DIRECTIONS FOR THIS TASK — Find the string "pearl" in the data, and copy out each line that has it.

Referring expression data —
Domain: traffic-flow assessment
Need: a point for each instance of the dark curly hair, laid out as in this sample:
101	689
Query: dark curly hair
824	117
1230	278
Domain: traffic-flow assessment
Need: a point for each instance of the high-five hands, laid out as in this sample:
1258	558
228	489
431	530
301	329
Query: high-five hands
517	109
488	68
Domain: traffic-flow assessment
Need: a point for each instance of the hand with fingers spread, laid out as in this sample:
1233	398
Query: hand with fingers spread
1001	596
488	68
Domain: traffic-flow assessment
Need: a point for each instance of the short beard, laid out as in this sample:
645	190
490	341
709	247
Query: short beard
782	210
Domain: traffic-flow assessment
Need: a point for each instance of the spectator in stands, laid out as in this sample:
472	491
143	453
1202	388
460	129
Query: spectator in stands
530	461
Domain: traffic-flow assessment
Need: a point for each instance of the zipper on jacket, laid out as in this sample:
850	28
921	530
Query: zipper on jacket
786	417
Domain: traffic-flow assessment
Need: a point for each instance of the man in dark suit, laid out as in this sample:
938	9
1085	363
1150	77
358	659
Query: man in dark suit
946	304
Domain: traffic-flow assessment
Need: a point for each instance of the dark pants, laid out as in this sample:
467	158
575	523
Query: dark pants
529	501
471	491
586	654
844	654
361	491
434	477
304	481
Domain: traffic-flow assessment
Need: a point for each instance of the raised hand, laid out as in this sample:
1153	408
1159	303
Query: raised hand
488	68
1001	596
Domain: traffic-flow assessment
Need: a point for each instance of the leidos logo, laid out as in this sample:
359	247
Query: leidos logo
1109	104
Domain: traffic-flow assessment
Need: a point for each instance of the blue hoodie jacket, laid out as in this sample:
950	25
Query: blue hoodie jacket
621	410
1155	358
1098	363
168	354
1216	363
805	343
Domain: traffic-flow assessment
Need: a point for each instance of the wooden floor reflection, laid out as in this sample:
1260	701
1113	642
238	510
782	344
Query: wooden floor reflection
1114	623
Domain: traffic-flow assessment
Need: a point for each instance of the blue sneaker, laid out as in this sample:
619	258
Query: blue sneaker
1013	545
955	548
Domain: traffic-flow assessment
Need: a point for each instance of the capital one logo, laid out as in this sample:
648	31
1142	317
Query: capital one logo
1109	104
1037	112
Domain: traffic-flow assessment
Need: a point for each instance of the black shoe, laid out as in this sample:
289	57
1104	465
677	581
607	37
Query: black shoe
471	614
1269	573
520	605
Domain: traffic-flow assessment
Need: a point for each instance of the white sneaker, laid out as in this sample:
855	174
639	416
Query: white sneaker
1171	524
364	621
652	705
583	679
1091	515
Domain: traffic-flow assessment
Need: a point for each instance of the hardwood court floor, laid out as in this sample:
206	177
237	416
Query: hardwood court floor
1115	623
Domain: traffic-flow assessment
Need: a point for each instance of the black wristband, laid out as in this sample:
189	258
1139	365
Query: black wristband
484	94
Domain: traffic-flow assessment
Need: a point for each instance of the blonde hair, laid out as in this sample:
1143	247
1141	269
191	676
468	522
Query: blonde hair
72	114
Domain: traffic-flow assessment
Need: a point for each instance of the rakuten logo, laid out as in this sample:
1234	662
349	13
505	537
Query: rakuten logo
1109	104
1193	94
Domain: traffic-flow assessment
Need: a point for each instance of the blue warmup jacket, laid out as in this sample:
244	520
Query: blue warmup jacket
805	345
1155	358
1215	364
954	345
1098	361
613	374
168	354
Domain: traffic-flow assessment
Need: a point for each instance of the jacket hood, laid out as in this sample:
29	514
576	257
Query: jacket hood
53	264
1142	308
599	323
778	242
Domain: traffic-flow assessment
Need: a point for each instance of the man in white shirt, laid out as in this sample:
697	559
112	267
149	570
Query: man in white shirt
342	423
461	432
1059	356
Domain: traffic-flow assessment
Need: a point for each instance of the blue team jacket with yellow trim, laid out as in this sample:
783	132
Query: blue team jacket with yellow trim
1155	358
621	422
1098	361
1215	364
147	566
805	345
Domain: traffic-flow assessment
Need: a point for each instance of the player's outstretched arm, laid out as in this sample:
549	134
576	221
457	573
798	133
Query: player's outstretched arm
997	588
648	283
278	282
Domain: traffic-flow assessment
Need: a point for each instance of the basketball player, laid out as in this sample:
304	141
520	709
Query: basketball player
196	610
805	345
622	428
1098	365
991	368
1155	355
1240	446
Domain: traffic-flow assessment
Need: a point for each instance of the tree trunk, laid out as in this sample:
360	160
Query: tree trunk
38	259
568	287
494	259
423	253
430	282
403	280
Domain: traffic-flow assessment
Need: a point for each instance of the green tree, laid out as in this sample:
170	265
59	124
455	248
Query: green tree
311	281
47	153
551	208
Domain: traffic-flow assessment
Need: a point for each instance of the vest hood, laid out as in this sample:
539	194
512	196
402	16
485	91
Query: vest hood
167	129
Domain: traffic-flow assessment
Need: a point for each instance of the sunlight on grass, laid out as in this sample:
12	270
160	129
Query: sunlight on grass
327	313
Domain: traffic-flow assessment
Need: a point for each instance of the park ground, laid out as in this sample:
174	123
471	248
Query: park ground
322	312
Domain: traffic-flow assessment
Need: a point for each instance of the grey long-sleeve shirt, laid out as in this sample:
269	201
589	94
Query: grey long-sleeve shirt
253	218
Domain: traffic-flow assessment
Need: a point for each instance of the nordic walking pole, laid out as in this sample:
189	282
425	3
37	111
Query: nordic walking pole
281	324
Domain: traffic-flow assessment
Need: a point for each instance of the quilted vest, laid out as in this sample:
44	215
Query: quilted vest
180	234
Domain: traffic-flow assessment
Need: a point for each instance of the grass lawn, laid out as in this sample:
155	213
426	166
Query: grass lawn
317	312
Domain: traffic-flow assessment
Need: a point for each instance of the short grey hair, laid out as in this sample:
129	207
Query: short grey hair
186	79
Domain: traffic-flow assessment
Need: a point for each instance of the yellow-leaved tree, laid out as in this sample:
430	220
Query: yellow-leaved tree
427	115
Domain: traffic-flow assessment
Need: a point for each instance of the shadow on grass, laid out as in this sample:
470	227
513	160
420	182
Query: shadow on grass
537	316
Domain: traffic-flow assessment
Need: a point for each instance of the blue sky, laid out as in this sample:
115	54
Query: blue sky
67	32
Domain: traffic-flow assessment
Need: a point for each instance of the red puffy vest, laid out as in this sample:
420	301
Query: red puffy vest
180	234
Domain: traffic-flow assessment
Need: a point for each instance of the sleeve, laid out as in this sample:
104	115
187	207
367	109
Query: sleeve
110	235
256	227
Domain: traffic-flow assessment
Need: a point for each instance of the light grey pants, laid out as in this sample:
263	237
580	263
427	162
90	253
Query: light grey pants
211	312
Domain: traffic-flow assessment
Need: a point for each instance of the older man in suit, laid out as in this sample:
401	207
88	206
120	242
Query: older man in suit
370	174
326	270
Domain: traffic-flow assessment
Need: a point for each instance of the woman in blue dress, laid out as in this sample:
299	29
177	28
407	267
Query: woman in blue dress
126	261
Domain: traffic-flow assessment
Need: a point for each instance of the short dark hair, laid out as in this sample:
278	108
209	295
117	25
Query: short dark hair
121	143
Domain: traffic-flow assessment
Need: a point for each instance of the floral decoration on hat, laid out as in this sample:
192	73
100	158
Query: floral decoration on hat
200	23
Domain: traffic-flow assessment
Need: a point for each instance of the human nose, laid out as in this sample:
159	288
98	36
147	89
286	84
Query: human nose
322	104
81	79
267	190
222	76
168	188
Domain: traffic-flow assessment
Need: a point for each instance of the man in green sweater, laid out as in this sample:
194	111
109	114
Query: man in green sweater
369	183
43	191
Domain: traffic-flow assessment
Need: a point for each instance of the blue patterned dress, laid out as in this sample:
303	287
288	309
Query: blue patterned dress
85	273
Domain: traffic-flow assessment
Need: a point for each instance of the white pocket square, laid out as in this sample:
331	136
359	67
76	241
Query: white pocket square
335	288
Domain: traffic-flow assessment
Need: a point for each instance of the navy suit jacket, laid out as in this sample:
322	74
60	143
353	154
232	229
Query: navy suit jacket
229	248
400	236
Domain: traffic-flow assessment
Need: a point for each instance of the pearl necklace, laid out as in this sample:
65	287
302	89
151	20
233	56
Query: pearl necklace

RESULT OF THIS TASK —
Need: a point for each instance of the pearl necklace, laid out as in this sample:
Query: pearl necklace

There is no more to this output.